### To do
Quote, exactly, the line holding "Question. For every instance of the black puffer" and all lines after it to the end of the records below. Exclude pictures.

### Provided information
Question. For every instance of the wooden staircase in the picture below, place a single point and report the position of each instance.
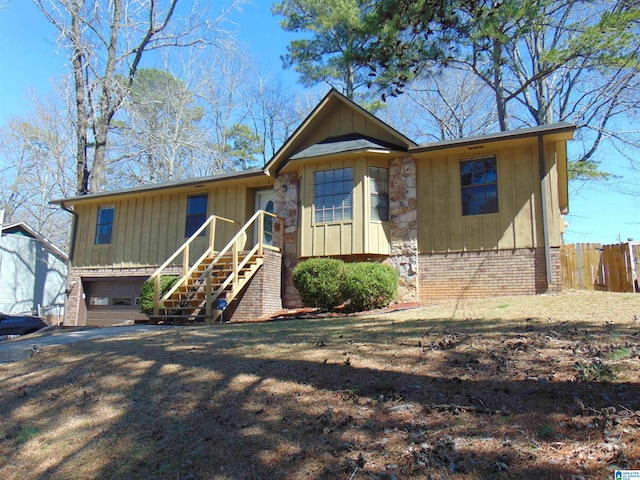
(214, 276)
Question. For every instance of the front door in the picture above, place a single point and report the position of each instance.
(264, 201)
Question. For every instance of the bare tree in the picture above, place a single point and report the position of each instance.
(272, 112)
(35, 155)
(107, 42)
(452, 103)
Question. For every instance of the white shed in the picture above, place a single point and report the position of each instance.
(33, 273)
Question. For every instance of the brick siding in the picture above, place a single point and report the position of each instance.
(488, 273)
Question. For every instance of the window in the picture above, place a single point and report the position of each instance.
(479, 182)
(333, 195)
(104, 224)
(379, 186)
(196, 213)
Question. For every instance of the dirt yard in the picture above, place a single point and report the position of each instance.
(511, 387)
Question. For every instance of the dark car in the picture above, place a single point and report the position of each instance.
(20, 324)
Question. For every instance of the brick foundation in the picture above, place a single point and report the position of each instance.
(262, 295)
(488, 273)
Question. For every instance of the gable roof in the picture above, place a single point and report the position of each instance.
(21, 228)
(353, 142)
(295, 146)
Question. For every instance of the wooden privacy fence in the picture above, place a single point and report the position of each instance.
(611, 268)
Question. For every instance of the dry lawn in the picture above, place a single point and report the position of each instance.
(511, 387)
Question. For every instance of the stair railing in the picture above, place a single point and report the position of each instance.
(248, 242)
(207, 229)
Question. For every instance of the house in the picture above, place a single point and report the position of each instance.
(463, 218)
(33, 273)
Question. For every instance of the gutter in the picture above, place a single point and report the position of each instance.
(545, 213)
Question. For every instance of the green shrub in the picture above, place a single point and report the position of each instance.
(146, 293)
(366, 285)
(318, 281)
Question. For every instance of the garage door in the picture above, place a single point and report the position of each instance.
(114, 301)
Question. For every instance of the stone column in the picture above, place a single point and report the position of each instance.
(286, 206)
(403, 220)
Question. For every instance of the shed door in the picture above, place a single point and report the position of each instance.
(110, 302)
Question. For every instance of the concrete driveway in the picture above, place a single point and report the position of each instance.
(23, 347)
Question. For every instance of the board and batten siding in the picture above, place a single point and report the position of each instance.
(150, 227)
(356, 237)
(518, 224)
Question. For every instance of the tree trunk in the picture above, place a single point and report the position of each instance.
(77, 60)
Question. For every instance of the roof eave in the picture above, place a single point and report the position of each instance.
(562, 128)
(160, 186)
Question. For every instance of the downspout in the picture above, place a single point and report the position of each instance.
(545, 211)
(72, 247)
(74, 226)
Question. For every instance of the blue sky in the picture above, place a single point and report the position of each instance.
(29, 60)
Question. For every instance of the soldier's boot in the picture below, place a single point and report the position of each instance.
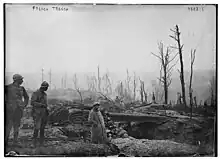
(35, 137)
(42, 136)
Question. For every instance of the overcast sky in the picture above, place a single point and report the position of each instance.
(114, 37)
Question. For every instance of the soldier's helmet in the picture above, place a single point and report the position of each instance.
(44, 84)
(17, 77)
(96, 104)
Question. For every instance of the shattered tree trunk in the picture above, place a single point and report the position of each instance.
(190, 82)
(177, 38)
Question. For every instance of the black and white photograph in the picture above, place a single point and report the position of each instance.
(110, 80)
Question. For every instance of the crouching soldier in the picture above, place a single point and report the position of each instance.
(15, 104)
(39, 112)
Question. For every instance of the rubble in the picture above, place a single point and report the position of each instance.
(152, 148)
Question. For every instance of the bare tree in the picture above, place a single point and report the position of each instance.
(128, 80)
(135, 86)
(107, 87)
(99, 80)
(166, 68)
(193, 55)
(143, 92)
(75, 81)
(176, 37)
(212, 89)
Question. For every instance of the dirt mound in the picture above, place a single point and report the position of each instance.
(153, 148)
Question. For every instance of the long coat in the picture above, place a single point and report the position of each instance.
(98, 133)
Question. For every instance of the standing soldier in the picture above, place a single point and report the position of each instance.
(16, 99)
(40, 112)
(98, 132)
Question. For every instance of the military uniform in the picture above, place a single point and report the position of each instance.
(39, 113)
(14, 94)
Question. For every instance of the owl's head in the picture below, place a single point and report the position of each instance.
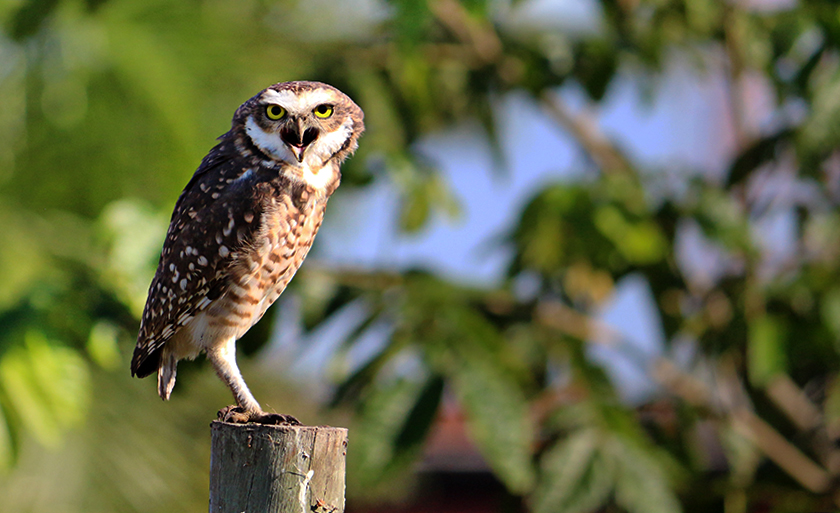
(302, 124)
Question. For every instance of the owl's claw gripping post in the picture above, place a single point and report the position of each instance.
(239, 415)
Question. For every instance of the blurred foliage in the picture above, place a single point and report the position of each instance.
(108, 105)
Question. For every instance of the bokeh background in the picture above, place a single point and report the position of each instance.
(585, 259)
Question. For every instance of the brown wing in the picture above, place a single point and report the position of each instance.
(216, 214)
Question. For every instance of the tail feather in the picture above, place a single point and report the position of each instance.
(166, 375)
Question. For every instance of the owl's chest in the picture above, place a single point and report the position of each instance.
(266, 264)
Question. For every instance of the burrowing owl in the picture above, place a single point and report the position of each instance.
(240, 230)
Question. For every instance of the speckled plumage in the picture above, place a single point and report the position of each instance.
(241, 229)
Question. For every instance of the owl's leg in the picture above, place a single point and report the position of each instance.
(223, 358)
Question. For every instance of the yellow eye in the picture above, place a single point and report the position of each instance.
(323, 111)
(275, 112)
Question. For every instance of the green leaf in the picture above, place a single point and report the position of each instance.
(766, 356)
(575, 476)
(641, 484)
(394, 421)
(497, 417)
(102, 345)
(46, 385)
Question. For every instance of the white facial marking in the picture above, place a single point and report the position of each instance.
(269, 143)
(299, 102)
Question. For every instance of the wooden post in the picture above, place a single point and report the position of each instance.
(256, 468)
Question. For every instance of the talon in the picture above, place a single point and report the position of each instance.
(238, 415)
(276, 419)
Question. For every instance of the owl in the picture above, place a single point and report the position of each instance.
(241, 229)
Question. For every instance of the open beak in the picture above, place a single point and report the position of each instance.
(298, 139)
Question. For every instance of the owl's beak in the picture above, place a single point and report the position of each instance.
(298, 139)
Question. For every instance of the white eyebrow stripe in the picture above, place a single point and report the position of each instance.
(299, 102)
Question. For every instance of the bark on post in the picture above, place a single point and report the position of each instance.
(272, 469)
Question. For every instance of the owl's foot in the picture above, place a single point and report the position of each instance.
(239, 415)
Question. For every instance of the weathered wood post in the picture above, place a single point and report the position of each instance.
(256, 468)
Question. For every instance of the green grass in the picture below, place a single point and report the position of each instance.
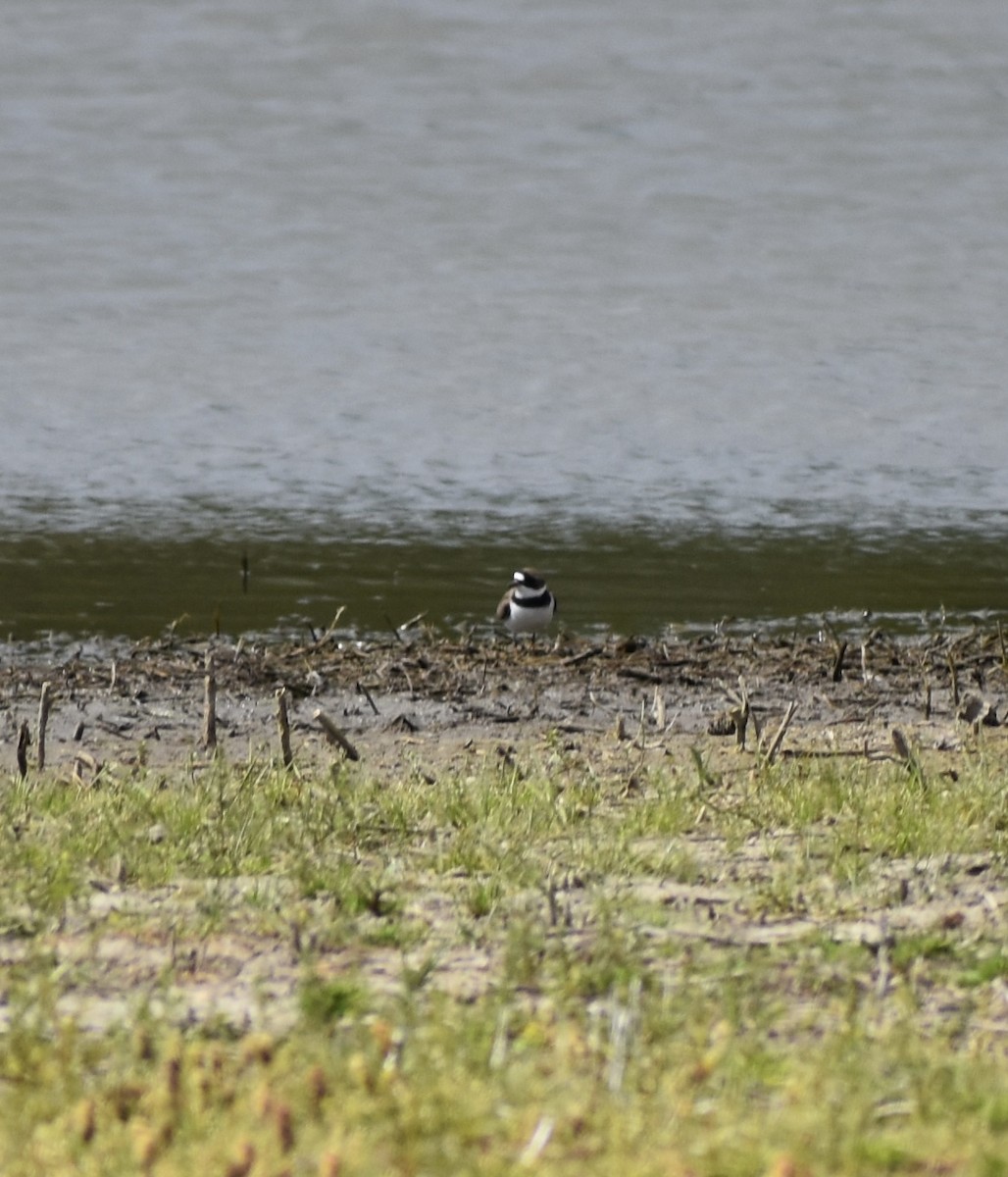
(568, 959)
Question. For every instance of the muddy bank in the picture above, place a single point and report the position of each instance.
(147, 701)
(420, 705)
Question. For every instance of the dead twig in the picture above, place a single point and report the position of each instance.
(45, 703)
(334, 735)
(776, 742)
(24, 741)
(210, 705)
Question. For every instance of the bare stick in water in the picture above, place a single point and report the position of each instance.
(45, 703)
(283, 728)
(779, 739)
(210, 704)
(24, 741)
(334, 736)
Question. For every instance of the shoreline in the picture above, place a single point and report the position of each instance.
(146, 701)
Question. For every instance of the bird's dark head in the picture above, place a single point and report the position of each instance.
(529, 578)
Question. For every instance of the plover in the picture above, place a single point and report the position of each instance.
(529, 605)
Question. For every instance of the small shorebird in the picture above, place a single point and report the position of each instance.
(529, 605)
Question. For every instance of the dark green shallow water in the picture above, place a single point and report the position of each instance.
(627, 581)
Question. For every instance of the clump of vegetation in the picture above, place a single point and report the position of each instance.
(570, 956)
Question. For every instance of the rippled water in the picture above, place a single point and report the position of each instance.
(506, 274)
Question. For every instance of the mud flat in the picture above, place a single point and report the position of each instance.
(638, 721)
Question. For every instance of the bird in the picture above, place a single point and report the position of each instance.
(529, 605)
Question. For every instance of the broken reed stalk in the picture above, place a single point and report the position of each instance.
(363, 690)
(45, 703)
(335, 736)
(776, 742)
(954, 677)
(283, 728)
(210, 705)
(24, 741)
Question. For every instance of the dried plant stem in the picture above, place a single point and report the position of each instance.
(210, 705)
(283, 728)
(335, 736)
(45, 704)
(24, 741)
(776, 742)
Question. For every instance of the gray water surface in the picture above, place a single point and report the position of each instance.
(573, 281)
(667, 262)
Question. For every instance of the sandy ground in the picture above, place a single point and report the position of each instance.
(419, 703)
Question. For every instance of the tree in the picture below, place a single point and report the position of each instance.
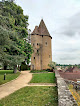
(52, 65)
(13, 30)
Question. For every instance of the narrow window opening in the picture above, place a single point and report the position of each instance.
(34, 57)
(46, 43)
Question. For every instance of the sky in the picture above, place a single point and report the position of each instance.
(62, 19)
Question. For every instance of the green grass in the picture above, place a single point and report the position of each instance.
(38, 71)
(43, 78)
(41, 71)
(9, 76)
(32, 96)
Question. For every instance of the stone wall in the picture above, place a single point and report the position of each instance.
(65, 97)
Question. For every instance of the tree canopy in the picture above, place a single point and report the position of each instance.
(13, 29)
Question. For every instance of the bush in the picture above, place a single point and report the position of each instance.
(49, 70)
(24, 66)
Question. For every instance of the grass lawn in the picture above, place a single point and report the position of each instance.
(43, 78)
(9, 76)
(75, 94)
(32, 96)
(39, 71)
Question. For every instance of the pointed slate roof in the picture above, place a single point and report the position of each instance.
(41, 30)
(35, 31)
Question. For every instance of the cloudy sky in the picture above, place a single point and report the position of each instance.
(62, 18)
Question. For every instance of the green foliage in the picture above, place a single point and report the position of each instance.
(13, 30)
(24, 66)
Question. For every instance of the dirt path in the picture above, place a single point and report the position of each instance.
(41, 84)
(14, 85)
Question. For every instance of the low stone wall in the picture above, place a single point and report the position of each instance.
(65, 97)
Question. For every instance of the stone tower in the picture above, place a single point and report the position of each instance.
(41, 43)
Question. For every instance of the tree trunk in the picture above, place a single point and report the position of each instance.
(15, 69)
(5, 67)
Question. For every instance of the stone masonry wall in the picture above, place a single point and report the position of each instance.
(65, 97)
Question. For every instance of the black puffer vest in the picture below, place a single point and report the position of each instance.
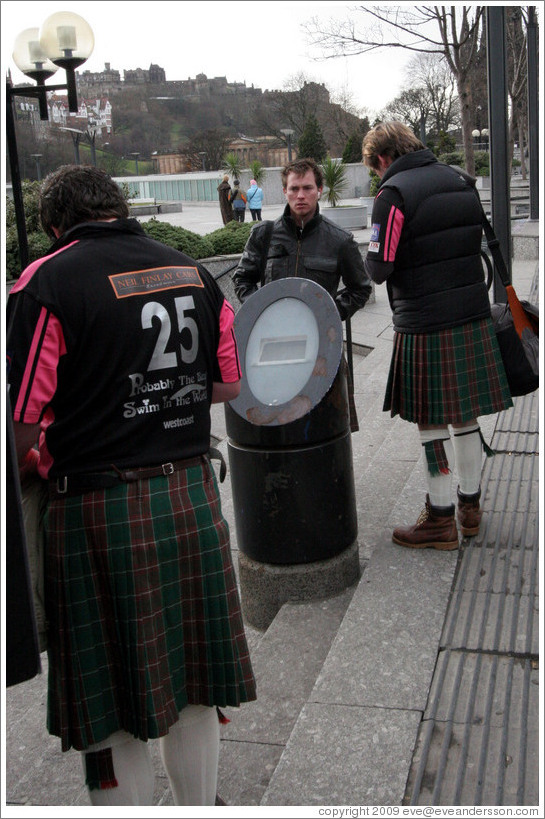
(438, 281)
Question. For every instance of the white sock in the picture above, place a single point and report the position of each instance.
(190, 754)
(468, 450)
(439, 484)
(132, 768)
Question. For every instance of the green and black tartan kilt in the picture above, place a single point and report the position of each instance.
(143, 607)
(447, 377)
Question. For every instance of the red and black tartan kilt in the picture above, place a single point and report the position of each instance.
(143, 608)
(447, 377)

### Task response
Question. For every instance of the black puffer vest in the picture below, place a single point and report the position of each instance.
(438, 281)
Question. For every instance of the white sock in the picture above, place a single point and report the position of each instance.
(190, 754)
(468, 450)
(439, 484)
(132, 768)
Question. For every instance of the green and black tartan kilt in the picture above, place a single point and report the position of each instance.
(143, 607)
(447, 377)
Question. For every instance of the red and black tartan kilt in the picture above, place a single point and report the position of each instance.
(143, 608)
(447, 377)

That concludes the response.